* **Activity**
Reproduce the movie review below word for word, from its title line through the final sentence.

==== Text ====

Movie Review – Private Life
Category : Movie Review
Director: Tamara Jenkins
Every time I think that Netflix is crashing and burning they redeem themselves with something spectacular, this time with Private Life, one of the best dramas I’ve seen this year and a film that I know will stick with me long past Oscar season. These Netflix originals need to be taken seriously, at least when they are this good, and we need to start thinking of them as true cinematic and artistic pieces, not as some made-for-TV special or web-based indie flick. Private Life is a true gem and a surprisingly excellent movie, regardless of which platform it appears on, and it needs to be treated with the respect it deserves. I might not have thought the same coming in and sitting down, but the trailer does not do this feature justice; it is a brilliant bit of filmmaking that is easily one this year’s absolute best.
Richard and Rachel are trying to have a baby. Well, they’ve been trying to have a baby for a very long time now, unsuccessfully, and as they have heard countless times during the process, they aren’t getting any younger. Richard has only one testicle and some blockage issues, Rachel’s eggs are old and few, it’s very unlikely that they will ever have children naturally. So they try IVF but that doesn’t work, and they consider adoption but that falls through, their options becoming more & more limited with each passing failure. Their last hope might be a donor egg, but that choice comes with complications, such as finding someone to donate and conceptualizing a future with a child who only shares biology with one parent. But a relative coming to stay with them might be the hope Richard and Rachel needed to cling to, as suddenly there’s one last chance that they could finally become parents.

==== Supplied information ====

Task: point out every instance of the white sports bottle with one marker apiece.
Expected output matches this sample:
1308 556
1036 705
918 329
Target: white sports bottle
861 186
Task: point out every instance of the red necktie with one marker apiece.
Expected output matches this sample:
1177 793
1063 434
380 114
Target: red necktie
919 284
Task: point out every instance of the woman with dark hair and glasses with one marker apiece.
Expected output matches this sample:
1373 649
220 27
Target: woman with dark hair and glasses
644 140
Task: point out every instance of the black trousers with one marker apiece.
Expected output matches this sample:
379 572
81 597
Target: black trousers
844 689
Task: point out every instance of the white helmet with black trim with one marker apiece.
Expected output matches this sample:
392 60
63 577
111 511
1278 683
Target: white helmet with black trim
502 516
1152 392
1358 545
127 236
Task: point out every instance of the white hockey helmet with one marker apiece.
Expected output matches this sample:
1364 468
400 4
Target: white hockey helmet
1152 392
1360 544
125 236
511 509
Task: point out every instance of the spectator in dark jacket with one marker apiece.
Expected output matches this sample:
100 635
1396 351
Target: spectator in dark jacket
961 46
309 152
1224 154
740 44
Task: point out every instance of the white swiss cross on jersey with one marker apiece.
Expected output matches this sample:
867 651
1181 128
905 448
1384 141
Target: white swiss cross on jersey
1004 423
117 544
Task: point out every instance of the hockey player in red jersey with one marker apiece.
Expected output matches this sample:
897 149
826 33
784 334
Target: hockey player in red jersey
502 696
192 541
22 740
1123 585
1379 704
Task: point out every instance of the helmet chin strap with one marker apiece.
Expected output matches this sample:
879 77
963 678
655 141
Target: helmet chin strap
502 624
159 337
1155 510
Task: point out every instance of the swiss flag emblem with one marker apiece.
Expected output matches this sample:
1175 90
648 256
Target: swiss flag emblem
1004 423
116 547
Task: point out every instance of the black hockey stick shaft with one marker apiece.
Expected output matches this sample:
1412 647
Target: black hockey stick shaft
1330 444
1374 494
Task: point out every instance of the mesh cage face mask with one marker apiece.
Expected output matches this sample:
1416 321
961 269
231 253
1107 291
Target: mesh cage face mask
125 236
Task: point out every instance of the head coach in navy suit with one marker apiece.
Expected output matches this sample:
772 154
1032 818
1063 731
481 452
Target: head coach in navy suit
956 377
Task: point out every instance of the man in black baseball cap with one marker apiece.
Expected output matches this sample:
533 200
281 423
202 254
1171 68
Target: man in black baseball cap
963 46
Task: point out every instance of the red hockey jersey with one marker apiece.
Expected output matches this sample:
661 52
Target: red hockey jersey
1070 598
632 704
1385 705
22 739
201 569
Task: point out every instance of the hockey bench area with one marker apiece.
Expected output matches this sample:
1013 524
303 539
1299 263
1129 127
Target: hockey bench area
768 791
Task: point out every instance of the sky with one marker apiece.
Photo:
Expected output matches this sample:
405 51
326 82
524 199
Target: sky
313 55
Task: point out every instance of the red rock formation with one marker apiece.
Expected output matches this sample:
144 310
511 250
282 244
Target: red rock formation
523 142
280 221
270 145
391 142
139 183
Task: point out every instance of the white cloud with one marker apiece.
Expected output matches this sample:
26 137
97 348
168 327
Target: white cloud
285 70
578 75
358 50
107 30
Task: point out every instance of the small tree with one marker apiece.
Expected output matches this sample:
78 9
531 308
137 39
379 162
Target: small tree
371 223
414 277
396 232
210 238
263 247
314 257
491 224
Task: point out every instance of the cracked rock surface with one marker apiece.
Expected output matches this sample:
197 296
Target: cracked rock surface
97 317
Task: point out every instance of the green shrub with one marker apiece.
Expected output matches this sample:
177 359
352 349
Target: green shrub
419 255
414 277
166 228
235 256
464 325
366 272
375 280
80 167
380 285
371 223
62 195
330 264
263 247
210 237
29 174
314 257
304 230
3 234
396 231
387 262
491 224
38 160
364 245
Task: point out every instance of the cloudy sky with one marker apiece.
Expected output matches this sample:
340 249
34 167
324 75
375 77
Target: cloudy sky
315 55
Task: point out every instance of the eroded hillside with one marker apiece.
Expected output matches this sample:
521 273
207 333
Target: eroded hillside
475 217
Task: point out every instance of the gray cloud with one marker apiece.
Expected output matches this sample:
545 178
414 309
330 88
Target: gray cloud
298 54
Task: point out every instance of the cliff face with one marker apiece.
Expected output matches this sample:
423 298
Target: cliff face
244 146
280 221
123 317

====

* **Task result**
Movie Review – Private Life
Category : Movie Review
Director: Tamara Jenkins
Every time I think that Netflix is crashing and burning they redeem themselves with something spectacular, this time with Private Life, one of the best dramas I’ve seen this year and a film that I know will stick with me long past Oscar season. These Netflix originals need to be taken seriously, at least when they are this good, and we need to start thinking of them as true cinematic and artistic pieces, not as some made-for-TV special or web-based indie flick. Private Life is a true gem and a surprisingly excellent movie, regardless of which platform it appears on, and it needs to be treated with the respect it deserves. I might not have thought the same coming in and sitting down, but the trailer does not do this feature justice; it is a brilliant bit of filmmaking that is easily one this year’s absolute best.
Richard and Rachel are trying to have a baby. Well, they’ve been trying to have a baby for a very long time now, unsuccessfully, and as they have heard countless times during the process, they aren’t getting any younger. Richard has only one testicle and some blockage issues, Rachel’s eggs are old and few, it’s very unlikely that they will ever have children naturally. So they try IVF but that doesn’t work, and they consider adoption but that falls through, their options becoming more & more limited with each passing failure. Their last hope might be a donor egg, but that choice comes with complications, such as finding someone to donate and conceptualizing a future with a child who only shares biology with one parent. But a relative coming to stay with them might be the hope Richard and Rachel needed to cling to, as suddenly there’s one last chance that they could finally become parents.